> [GIVEN INSTRUCTION]: Output every record below exactly as it appears.
+++ INPUT DATA +++
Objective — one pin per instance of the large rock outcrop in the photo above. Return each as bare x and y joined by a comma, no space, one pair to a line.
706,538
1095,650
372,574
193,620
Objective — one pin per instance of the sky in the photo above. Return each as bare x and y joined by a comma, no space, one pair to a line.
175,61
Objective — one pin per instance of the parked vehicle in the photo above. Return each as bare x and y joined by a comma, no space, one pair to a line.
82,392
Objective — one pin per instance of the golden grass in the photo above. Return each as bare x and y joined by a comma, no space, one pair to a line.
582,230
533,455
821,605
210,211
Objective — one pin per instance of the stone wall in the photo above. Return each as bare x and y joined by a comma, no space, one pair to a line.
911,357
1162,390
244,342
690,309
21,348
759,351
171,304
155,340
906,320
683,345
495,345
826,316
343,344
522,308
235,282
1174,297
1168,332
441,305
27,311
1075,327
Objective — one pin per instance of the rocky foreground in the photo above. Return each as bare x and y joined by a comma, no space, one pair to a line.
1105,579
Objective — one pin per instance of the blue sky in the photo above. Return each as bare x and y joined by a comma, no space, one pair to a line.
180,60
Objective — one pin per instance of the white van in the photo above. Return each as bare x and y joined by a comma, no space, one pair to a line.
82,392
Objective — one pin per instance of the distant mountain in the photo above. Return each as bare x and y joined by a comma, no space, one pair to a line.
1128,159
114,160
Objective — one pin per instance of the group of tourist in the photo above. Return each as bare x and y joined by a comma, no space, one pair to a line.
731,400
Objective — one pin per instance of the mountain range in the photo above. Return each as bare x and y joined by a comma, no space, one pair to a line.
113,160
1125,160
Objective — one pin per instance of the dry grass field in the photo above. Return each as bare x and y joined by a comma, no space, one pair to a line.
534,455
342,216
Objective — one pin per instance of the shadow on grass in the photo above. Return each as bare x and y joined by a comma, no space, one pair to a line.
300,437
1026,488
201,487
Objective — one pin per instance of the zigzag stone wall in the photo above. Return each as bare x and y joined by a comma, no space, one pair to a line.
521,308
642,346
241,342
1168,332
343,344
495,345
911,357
+++
> [RESULT OF THE EXERCISE]:
Objective — one pin per instance of the large rock outcrop in the photo above. Return each as bare x and y joined by a comma, no space, one pair to a line.
706,538
1095,650
372,574
193,620
Objective — one pin per instance of the sky in the photo above. Return each as bare x and y joined by a comma, no space, one pair to a line.
175,61
Objective — one pin per instance of the parked vehicle in the photo above. Return each as bare x and y joined by a comma, no space, one pair to a line.
82,392
Objective — one pin per instance of the golden grass in the photo above. Return each as bare x and y joined by a comma, no space, one pair to a line.
582,230
533,455
821,605
210,211
Objective — one pin per instance of the stone wall in the photo above. Return each as bare x and y joined by a comma, no space, one pair to a line.
911,357
1162,390
244,342
690,309
21,348
759,351
171,304
155,340
906,320
683,345
495,345
826,316
343,344
522,308
235,282
1174,297
1168,332
441,305
27,311
1075,327
Objective — one pin per instance of the rocky foreground in the photo above. Return each as bare x and y joined by a comma, no space, one pair to a line.
1105,579
Objective — one pin per instance of the blue sky in the photo above. Return each as bare x and y joined by a comma, no space, one pair to a line.
180,60
Objective — one pin per instance of the white van in the photo above. Return each as bare x and y joined by a comma, no space, one pair to a line.
82,392
Objective — one pin per instance of the distant mountain in the photo above. Return each as bare x and y joined by a comma, no space, one pair to a line.
1128,159
114,160
Objective — one pin per instance of the group of tourist in the photo above. Return each as bare x and y joined by a comma, no space, one pair to a line.
731,400
Objective — one pin per instance of the mountain range in the photo above. Return each as bare x and y joined by a comma, no space, one pair to a line.
113,160
1125,160
Objective — one pin per instance of the dry grass field in the photo above. Return each as bare x and y joined by a comma, no space, one pair to a line.
534,455
342,216
Objective — one pin per instance of the shadow on grass in the photo above. Return each as bare x and y joined by a comma, no space, one pair to a line.
300,437
1026,488
201,487
Objective — one pin per instance of the zigzag stone wall in the photo above. Return each as bare x and y joined by a comma, no space, one pair to a line.
521,308
642,346
241,342
1168,332
343,344
495,345
911,357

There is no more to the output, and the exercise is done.